### What you will do
Return the entries in full, exactly as they were written.
[Given records Boundary: Start]
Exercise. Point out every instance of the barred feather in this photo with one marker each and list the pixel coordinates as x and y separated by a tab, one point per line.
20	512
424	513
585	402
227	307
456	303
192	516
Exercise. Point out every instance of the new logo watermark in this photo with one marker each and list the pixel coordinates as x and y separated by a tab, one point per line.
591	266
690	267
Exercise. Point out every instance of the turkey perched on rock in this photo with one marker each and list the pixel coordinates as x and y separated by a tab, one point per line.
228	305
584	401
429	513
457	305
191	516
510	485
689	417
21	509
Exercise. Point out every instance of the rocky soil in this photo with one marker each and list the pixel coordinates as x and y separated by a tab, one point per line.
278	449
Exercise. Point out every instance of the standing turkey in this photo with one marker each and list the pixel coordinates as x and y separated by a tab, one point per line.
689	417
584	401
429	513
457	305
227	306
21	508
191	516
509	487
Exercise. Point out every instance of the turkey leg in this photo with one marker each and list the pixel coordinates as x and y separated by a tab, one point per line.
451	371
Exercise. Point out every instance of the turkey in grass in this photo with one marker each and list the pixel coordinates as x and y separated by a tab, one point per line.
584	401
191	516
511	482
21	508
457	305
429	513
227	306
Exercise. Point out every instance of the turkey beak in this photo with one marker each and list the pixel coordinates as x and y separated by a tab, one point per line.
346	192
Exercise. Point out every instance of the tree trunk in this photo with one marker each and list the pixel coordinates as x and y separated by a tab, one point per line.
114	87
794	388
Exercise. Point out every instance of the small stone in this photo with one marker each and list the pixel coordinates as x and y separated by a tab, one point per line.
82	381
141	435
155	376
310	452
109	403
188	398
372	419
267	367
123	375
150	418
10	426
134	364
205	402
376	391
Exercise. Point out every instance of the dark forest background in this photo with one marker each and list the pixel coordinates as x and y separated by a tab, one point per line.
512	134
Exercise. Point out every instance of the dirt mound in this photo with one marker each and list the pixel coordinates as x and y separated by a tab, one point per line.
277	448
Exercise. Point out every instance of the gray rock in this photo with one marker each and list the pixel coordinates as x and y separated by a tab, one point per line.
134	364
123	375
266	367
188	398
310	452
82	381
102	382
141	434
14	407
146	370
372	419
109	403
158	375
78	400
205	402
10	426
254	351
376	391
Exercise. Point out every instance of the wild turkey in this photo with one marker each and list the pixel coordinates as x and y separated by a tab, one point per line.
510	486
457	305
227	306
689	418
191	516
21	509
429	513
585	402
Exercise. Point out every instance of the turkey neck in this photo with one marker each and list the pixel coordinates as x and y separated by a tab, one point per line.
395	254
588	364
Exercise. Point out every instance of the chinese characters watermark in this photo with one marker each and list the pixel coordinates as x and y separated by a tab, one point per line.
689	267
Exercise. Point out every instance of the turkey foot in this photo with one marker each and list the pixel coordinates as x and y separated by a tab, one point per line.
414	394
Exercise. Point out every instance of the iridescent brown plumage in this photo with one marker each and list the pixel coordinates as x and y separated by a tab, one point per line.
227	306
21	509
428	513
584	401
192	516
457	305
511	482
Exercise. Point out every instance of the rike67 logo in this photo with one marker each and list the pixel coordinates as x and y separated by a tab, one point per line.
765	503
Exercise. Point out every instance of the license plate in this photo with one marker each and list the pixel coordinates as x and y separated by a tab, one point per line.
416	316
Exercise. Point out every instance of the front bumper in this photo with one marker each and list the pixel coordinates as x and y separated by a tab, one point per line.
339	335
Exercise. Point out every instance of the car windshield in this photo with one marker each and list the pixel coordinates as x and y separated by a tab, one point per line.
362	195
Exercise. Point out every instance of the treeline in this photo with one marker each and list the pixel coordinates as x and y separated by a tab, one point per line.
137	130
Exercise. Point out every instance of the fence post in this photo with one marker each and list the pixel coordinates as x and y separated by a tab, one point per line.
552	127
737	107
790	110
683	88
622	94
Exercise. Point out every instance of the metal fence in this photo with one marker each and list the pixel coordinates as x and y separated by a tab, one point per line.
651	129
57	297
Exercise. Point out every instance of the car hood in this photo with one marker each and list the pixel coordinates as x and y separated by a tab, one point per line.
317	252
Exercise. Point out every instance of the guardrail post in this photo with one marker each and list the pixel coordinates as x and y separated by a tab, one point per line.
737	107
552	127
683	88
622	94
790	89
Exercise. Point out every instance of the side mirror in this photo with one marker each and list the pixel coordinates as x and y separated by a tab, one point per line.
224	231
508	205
[Given records Boundary: End]
### Output for this exercise
Exercise. Point out every instance of the barred feather in this photo with one marker each and list the pixel coordinates as x and y separated by a tab, one point per line.
20	512
424	513
585	402
227	307
456	303
192	516
Exercise. Point out every instance of the new logo watermark in this photo with one marker each and list the pixel coordinates as x and y separated by a tab, one point per line.
591	266
690	267
Exercise. Point out every instance of the turkey perched on rock in this photo with one marker each and list the pixel coordinates as x and y separated by a tab, one point per line.
228	305
584	401
429	513
457	305
191	516
510	485
689	417
21	509
Exercise. Point out every instance of the rocky soil in this photo with one marker each and list the pixel coordinates as x and y separated by a tab, one point per line.
278	449
Exercise. Point out every instance of the standing turkey in this photo with one marker each and list the pixel coordinates as x and y separated by a tab, one point per line.
689	417
584	401
429	513
457	305
227	306
21	508
191	516
509	487
Exercise. Point out every instance of the turkey leg in this photo with one marker each and list the pixel coordinates as x and y separated by a tab, one point per line.
451	371
Exercise. Point out every instance of the turkey in grass in this photo with one marker each and list the pixel coordinates as x and y separated by a tab, one point per line.
584	401
191	516
511	482
21	508
457	305
429	513
227	306
Exercise. Point out every instance of the turkey beak in this photo with one marker each and list the pixel coordinates as x and y separated by a tab, one point per line.
346	192
Exercise. Point out every instance of the tree trunk in this photo with one marker each and list the pixel coordinates as x and y separated by a tab, one point per line.
114	87
794	388
Exercise. Point out every instance of the small stone in this photo with one marker each and list the pixel coordinates as x and y separated by a tab, one point per line.
82	381
141	435
155	376
310	452
109	403
188	398
372	419
267	367
123	375
150	418
10	426
134	364
205	402
376	391
Exercise. Point out every instance of the dark forest background in this photo with one marker each and list the pixel coordinates as x and y separated by a tab, one point per line.
512	134
Exercise. Point out every instance of the dirt mound in this photo with one marker each and list the pixel coordinates as x and y separated by a tab, one point per line.
277	448
Exercise. Point out every instance of the gray rock in this photo with one marker each and list the pixel coordinates as x and y separated by a tab, one point per line.
134	364
123	375
266	367
188	398
310	452
82	381
102	382
141	434
14	407
146	370
372	419
109	403
158	375
78	400
205	402
10	426
254	351
376	391
Exercise. Point out every instance of the wild turkey in this photo with one marker each and list the pixel coordinates as x and y separated by a tab, one point per line.
510	486
457	305
227	306
689	418
191	516
21	509
429	513
585	402
Exercise. Point out every instance of the turkey neck in this photo with one marker each and list the pixel coordinates as x and y separated by a tab, one point per line.
395	254
588	364
Exercise. Point out every instance of the chinese characters watermark in this photo with one marker each and list the pixel coordinates as x and y separated by a tab, one point per line.
689	267
Exercise. Point out every instance of the turkey foot in this photo with one marker each and list the pixel coordinates as x and y separated by a tab, one point per line.
414	394
Exercise. Point out every instance of the iridescent brown plumage in this photo with one marker each and list the pixel coordinates as x and y separated by a tab, one point per line.
227	306
21	509
428	513
584	401
192	516
457	305
511	482
Exercise. Point out every instance of the rike67 logo in this photo with one marker each and list the pixel coordinates as x and y separated by a tab, one point per line.
765	503
Exercise. Point out every instance of the license plate in this photo with one marker each and list the pixel coordinates as x and y separated by a tab, one point per line.
416	316
Exercise. Point out every instance of the front bumper in this photo with one marker each and list the pixel coordinates as x and y separated by a tab, one point per line.
339	335
Exercise. Point out every instance of the car windshield in this photo with one marker each and list the pixel coordinates as x and y separated by a tab, one point per line.
362	195
Exercise. Point out every instance of the treeline in this photo with one marker each and list the pixel coordinates as x and y separated by a tab, one point per line.
137	130
Exercise. Point out every instance of the fence post in this photo with one marker each and list the pixel coordinates as x and y separated by a tab, one point per line.
552	127
737	107
790	110
683	88
622	94
Exercise. Point out every instance of the metal fence in this photo with one marker each and list the pixel coordinates as x and y separated by a tab, one point per line.
651	129
57	297
Exercise. Point out every instance of the car hood in this photo with one marker each and list the pixel coordinates as x and y separated by a tab, one point per line.
317	252
Exercise. Point out every instance of the guardrail post in this photo with one marker each and list the pixel coordinates as x and y separated by a tab, one point per line.
737	107
552	127
683	88
622	94
790	89
Exercise. Point out every instance of the side mirror in this photo with one marker each and list the pixel coordinates as x and y separated by a tab, one point per line.
224	231
508	205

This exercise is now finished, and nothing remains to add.